Stated problem
Reproduce verbatim the data from the line containing "Objective — one dot per instance of the stone rubble" through the line containing "[[73, 641]]", including both of those lines.

Supplied entries

* begin *

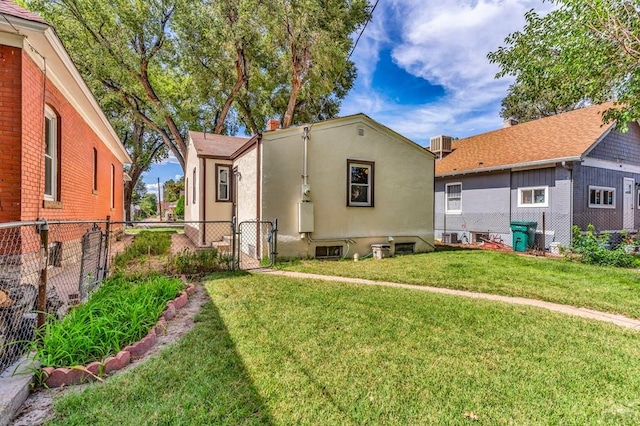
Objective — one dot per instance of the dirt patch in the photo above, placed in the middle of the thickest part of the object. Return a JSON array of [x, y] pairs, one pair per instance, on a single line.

* end *
* begin *

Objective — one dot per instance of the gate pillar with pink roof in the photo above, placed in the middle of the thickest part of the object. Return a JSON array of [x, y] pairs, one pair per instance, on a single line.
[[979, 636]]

* end *
* begin *

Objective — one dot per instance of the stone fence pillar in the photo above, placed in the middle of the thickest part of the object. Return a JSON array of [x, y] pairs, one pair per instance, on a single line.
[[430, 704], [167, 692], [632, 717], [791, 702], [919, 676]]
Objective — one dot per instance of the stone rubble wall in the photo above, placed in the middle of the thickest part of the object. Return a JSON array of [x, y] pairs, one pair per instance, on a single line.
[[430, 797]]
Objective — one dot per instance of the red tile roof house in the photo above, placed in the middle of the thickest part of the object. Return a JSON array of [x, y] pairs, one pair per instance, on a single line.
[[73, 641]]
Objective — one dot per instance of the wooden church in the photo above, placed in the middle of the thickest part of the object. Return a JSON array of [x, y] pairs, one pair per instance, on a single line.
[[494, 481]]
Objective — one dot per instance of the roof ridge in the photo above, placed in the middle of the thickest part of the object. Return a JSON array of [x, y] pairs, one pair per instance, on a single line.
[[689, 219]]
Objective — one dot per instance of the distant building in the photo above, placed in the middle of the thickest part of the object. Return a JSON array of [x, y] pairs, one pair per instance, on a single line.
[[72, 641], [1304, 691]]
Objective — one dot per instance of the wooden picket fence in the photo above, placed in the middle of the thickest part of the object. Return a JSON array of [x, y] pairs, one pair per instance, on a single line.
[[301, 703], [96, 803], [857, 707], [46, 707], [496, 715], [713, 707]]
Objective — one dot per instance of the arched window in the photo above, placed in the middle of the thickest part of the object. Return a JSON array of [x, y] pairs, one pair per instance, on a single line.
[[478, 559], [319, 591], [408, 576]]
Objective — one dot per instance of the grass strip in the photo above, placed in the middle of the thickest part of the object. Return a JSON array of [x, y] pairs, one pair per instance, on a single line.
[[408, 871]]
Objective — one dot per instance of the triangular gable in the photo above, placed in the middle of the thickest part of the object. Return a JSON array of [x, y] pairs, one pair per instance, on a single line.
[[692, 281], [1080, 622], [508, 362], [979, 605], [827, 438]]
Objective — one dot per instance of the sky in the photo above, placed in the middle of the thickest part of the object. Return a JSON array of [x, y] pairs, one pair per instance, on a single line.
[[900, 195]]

* end *

The completed task
Objective — one dot per instance of the stone rubble wall in the photo above, placed in the middle of the thickest part of the object. Return a JSON array of [x, y] pairs, one pair per instance, on a single line.
[[430, 797]]
Objective — one dot per instance of the red tile roof house in the photo above, placed in the middle of the thickest part of the object. Return a JSON array of [x, y] pairs, one pair per instance, on a single line.
[[73, 641]]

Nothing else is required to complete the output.